** Begin EXERCISE INPUT **

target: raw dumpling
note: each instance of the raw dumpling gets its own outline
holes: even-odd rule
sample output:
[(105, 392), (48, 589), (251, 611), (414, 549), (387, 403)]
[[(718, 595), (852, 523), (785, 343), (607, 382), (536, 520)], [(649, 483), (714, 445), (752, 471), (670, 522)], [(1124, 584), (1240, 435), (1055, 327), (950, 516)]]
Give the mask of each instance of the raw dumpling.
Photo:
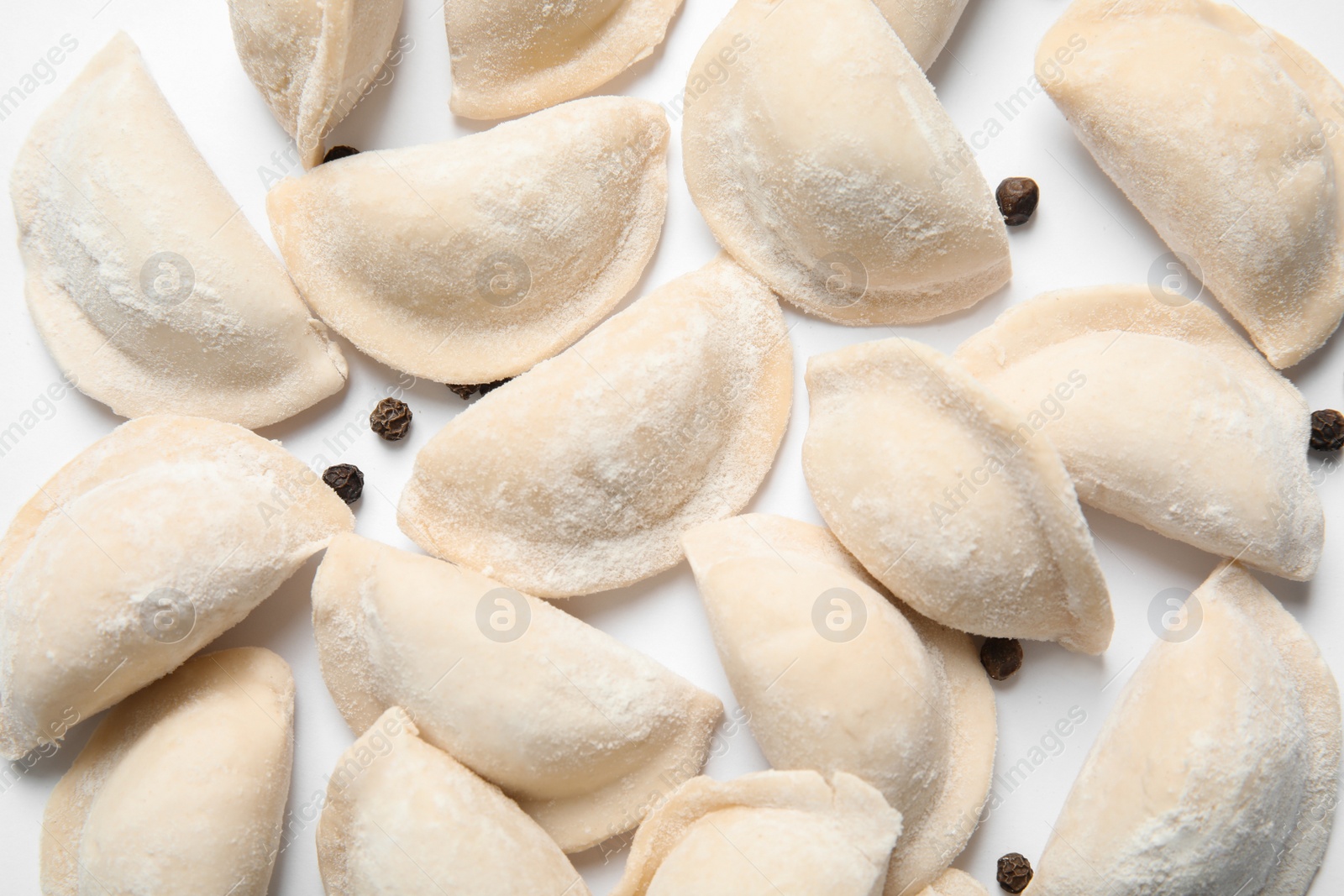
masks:
[(234, 46), (304, 168), (374, 86), (392, 51), (402, 0), (228, 0)]
[(1070, 35), (1086, 50), (1044, 86), (1097, 164), (1274, 367), (1320, 348), (1344, 314), (1344, 87), (1208, 0), (1077, 0), (1038, 60)]
[[(1302, 896), (1335, 817), (1340, 695), (1316, 642), (1236, 563), (1187, 602), (1106, 719), (1030, 896)], [(1320, 889), (1320, 888), (1317, 888)], [(1333, 888), (1329, 888), (1333, 889)]]
[(266, 896), (293, 755), (284, 660), (191, 660), (113, 709), (51, 791), (42, 892)]
[(692, 69), (747, 35), (688, 102), (685, 179), (747, 270), (840, 324), (914, 324), (1011, 275), (989, 185), (868, 0), (738, 0)]
[(0, 540), (0, 756), (171, 672), (352, 528), (316, 473), (242, 427), (122, 423)]
[(355, 731), (406, 707), (566, 852), (629, 830), (699, 774), (718, 697), (482, 575), (355, 535), (313, 580), (327, 686)]
[(612, 896), (876, 896), (900, 813), (853, 775), (692, 778), (634, 834)]
[(345, 386), (340, 348), (126, 35), (38, 118), (11, 193), (38, 333), (117, 414), (255, 429)]
[(753, 513), (681, 544), (766, 759), (880, 790), (903, 822), (888, 896), (931, 884), (993, 774), (995, 696), (970, 637), (903, 615), (820, 527)]
[(555, 355), (640, 279), (667, 211), (668, 122), (598, 97), (448, 142), (366, 152), (266, 204), (304, 297), (379, 361), (493, 383)]
[(453, 419), (417, 455), (398, 523), (543, 598), (632, 584), (751, 498), (792, 392), (778, 304), (720, 257)]
[(1110, 596), (1046, 438), (960, 365), (907, 339), (808, 363), (802, 472), (840, 543), (945, 626), (1101, 653)]
[(1085, 502), (1274, 575), (1316, 572), (1310, 407), (1208, 308), (1145, 286), (1047, 293), (957, 360), (1019, 431), (1048, 435)]
[(663, 43), (681, 0), (448, 0), (453, 111), (508, 118), (582, 97)]
[(327, 896), (589, 896), (512, 799), (392, 707), (336, 763), (317, 823)]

** End EXERCISE INPUT **

PROBLEM STATEMENT
Rewrite the rows from the beginning through the line containing "0), (228, 0)]", swapping "outline" for "polygon" and keeping everything else the same. Omit the pictures from your answer.

THE ANSWER
target: raw dumpling
note: each instance of the raw dumpling gets its own polygon
holes: even-odd rule
sample output:
[(105, 392), (48, 589), (251, 611), (414, 549), (387, 403)]
[[(718, 595), (852, 523), (785, 343), (607, 382), (536, 520)], [(649, 483), (714, 445), (752, 471), (670, 522)], [(1124, 584), (1240, 435), (1055, 327), (950, 516)]]
Give the mask of each instance of the raw dumpling.
Photo:
masks:
[(234, 46), (304, 168), (374, 86), (392, 51), (402, 0), (228, 0)]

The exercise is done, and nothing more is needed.